IHSG dan Dampak Rencana Kenaikan Free Float jadi 30%

Bisnis.com, JAKARTA – Rencana penerapan porsi saham publik atau free float minimal 30% dinilai dapat menyuntikkan sentimen positif bagi pasar saham Indonesia, namun berpotensi menekan harga saham sejumlah emiten terutama dalam jangka pendek.

Pengamat pasar modal Reydi Octa menilai peningkatan free float menjadi 30% akan berdampak positif terhadap likuiditas dan kualitas perdagangan saham. Meski begitu, menurutnya, efek kebijakan tersebut belum tentu langsung terlihat pada pergerakan Indeks Harga Saham Gabungan (IHSG).

“Jika aturan ini diterapkan, saham besar yang selama ini mendorong laju IHSG berpotensi terkoreksi secara jangka pendek lantaran suplai terhadap saham perusahaan meningkat,” ujarnya, Jumat (10/10/2025).

: IHSG Hari Ini dan Rekomendasi Saham Pilihan Senin, 13 Oktober 2025

Reydi menambahkan, saham-saham berkapitalisasi kecil juga berpotensi terdampak karena tekanan jual dapat meningkat di tengah minimnya likuiditas.

◇ ◇ ◇ ◇ ◇ ◇ ◇

### Tugas Latihan
Dalam kutipan tentang kenaikan free float di atas, apa saja perkiraan Reydi Octa tentang dampak penerapan free float 30%? Tuliskan seluruhnya dalam bentuk daftar.

### Data yang Diberikan
◇ ◇ ◇ ◇ ◇ ◇ ◇

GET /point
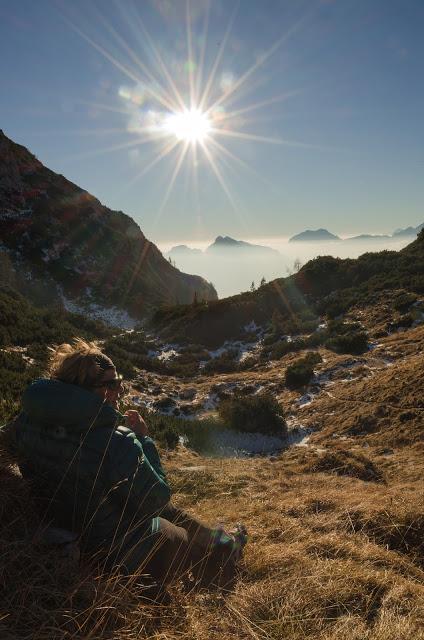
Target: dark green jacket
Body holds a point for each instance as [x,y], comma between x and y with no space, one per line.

◇ ◇ ◇ ◇ ◇ ◇ ◇

### Penyelesaian Soal
1. Peningkatan free float menjadi 30% akan berdampak positif terhadap likuiditas dan kualitas perdagangan saham.
2. Efek kebijakan tersebut belum tentu langsung terlihat pada pergerakan IHSG.
3. Saham besar yang selama ini mendorong laju IHSG berpotensi terkoreksi dalam jangka pendek karena suplai saham perusahaan meningkat.
4. Saham berkapitalisasi kecil juga berpotensi terdampak karena tekanan jual dapat meningkat di tengah minimnya likuiditas.